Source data
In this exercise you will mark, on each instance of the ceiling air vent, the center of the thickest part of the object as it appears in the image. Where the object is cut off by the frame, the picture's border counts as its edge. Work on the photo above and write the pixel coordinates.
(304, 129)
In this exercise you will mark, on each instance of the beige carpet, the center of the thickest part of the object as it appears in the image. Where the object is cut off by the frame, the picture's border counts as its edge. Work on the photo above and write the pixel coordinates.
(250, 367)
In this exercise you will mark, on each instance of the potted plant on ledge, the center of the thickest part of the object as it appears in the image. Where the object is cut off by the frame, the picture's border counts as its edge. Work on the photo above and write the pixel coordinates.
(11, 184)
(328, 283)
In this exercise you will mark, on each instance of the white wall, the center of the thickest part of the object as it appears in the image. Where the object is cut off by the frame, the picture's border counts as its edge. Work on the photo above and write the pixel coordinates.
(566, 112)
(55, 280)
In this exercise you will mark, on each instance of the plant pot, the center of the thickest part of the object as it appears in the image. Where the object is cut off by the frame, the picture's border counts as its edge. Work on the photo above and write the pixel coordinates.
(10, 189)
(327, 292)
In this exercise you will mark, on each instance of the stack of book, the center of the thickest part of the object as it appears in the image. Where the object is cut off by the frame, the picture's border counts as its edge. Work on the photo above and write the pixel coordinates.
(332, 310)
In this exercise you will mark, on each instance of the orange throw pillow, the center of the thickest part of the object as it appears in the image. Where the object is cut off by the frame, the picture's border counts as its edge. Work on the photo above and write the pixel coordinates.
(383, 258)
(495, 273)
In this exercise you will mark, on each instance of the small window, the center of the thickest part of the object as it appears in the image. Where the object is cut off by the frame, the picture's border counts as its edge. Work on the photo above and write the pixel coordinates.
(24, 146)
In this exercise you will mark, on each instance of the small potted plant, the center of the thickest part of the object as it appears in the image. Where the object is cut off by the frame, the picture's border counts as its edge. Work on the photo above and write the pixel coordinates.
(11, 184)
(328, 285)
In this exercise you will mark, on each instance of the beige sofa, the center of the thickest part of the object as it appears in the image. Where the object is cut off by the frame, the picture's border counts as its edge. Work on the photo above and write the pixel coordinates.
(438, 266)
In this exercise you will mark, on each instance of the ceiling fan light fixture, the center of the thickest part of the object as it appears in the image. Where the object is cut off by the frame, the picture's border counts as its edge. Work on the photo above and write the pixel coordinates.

• Description of the task:
Write out the entries above as a JSON list of strings, one string per line, with blank lines omitted.

• Written response:
[
  "In this exercise you will mark, on each instance of the ceiling air vent, the center of the thickest part of the object as it appears in the image. Where the object is cut off by the frame, the picture's border counts as its edge. Work on the photo above and write the pixel coordinates.",
  "(304, 129)",
  "In this exercise you will mark, on each instance of the beige carpet, the center of the thickest part of the object as it appears in the image. Where the object is cut off by the frame, the picture's border counts as its edge. Work on the photo above and write the pixel coordinates.",
  "(250, 367)",
  "In this exercise you will mark, on each instance of the potted plant on ledge, the center of the thickest part of the object as it appears in the image. Where the object is cut off by the frame, the picture's border counts as its edge. Work on the photo above and write the pixel coordinates.",
  "(11, 184)",
  "(328, 283)",
  "In this exercise you will mark, on each instance of the white wall, the center of the thickest part of the object as it appears in the image. Where the object is cut off by the frame, the picture's border counts as its edge. Work on the photo above and write the pixel coordinates.",
  "(566, 112)",
  "(55, 280)",
  "In this exercise you will mark, on each instance of the plant pot, the center of the thickest part of the object as it appears in the image. Where the object is cut off by the frame, the picture's border counts as its edge. Work on the photo above and write the pixel coordinates.",
  "(10, 189)",
  "(327, 292)",
  "In this exercise you will mark, on each instance of the stack of book, the center of the thickest part of the object as it appears in the image. Where the object is cut off by the frame, the picture's border counts as its edge. Work on the photo above and write the pixel coordinates.",
  "(332, 310)",
  "In this exercise you will mark, on each instance of the orange throw pillow, the center of the thickest part of the object as it appears in the image. Where the object is cut off by the frame, the picture's border counts as its edge. Work on the photo above and write the pixel coordinates.",
  "(383, 258)",
  "(495, 273)",
  "In this exercise you will mark, on each instance of the small window, the center of the thickest part of the object as it appears in the image. Where the object is cut off by the frame, the picture's border counts as its edge. Work on the photo above and write the pixel coordinates.",
  "(24, 146)",
  "In this exercise you will mark, on each instance of the small potted plant, the center of the thickest part of the object as it appears in the image. Where the object is cut off by the frame, the picture's border counts as its edge. Work on the photo above and write the pixel coordinates.",
  "(11, 184)",
  "(328, 285)",
  "In this exercise you will mark, on each instance of the beige sofa, the center of the thickest part of the object as it appears in the image. Where the object is cut off by the frame, the picture's border counts as its edge. Work on the photo above and write the pixel coordinates.",
  "(438, 266)",
  "In this exercise you will mark, on each instance of the ceiling fan light fixture, the center of the thickest part of the object as it appears in the image. Where the object is cut off by the frame, the picture's border counts as its edge. Work on the photo above and write the pixel coordinates."
]